» Assignment: In the material below, the lines containing the word "supermarket" are required; copy each of them.
# # # # #
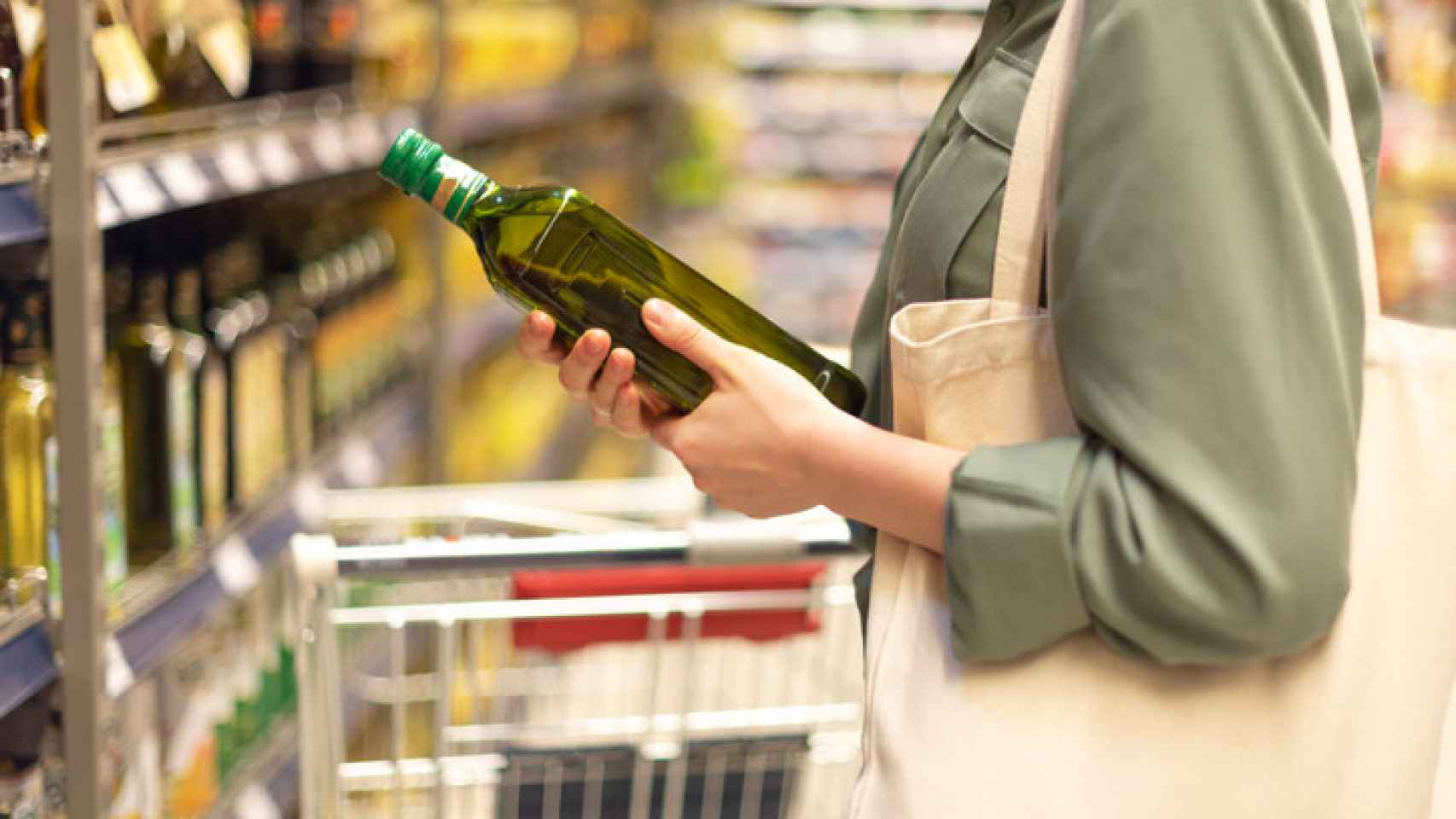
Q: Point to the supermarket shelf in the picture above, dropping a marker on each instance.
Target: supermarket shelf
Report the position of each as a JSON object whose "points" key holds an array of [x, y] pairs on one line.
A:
{"points": [[165, 175], [475, 330], [26, 660], [930, 6], [267, 783], [903, 63], [160, 620], [577, 96], [149, 177], [1435, 305]]}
# # # # #
» Response area:
Q: Point to the supermarket shelf in the picture above, dropping a marker on each instance.
Target: supermarket shelf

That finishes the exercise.